### Provided passage:
#####

“There
are a great many people who shrink from opening an old book because it is old.
There are almost as many who, if you present them with a book, and tell them it
is a literary masterpiece, at once show signs of panic, and are evidently
afraid to be left alone with it. If it is old, they think it is probably dull;
and if it is a masterpiece, they are sure it will be over their heads.”
A
reader tells me he is interested in eighteenth-century England. From the sound
of it, he knows more about the history of that time and place than I do --
Marlborough, the South
Sea Bubble and the rest. What little I know is filtered second-hand through
literature, which brings us to his request. He asks me to recommend an
eighteenth-century English novel he might find interesting. “I’ve read a lot of
contemporary stuff,” he writes, “and in school I read some of the Russians but
I don’t know the literature of that time.”
Recommending
books is risky but potentially gratifying. To love a writer is to want to share
his work. But when we don’t know a reader well, especially when intimacy is
strictly digital, one is wary of “signs of panic,” in the words of George Gordon in his preface to More
Companionable Books (Chatto & Windus, 1947). Gordon (1881-1942) was a
literary scholar at Oxford. This slender volume is a posthumous enlargement of his
Companionable Books (1928), which
began as a series of radio broadcasts. One would never guess from Gordon’s literary
tastes that he was writing during the ascendancy of High Modernism, the decade
of Joyce, Eliot and Pound. He devotes a chapter to each of his enthusiasms, with
the latest dating from 1883 – Trollope’s Autobiography.

#####

### Stated exercise 1:
Write out, word for word, the part of the essay on recommending eighteenth-century novels that begins at the words "Recommending" and stops after the words "1883 – Trollope’s Autobiography.".
### Stated exercise 2:
Supply the next part of the essay on recommending eighteenth-century novels, starting after its last sentence.

### Supplied entries:
#####

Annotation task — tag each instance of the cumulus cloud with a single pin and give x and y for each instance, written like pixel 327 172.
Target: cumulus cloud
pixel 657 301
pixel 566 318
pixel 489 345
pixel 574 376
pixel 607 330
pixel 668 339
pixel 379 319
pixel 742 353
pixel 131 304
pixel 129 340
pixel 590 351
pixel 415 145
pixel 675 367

#####

### Result 1:
Recommending
books is risky but potentially gratifying. To love a writer is to want to share
his work. But when we don’t know a reader well, especially when intimacy is
strictly digital, one is wary of “signs of panic,” in the words of George Gordon in his preface to More
Companionable Books (Chatto & Windus, 1947). Gordon (1881-1942) was a
literary scholar at Oxford. This slender volume is a posthumous enlargement of his
Companionable Books (1928), which
began as a series of radio broadcasts. One would never guess from Gordon’s literary
tastes that he was writing during the ascendancy of High Modernism, the decade
of Joyce, Eliot and Pound. He devotes a chapter to each of his enthusiasms, with
the latest dating from 1883 – Trollope’s Autobiography.

### Result 2:
The earliest is Don Quixote (1605,
1615), followed by The Compleat Angler
(1653).
I
reviewed the eighteenth-century choices for my reader – Defoe, Swift,
Richardson, Fielding, Johnson, Goldsmith, Smollett, Sterne – which read in
aggregate like the richest period in the novel’s history in English. All but
Richardson, for obvious reasons, were attractive choices, though one can
quibble about the status of Gulliver’s
Travels and Rasselas as novels.
Gordon came to the rescue, at least in part. His “companionable books” are, he
says, “much more alive and a great deal more companionable than any best seller
one might care to name. What most men and women are looking for all their lives
is companionship, and so far as books provide it, here it was. There is a
companionable quality in some books that skips the centuries, and I was
reluctant that anyone should miss it through mere timidity and
misunderstanding.”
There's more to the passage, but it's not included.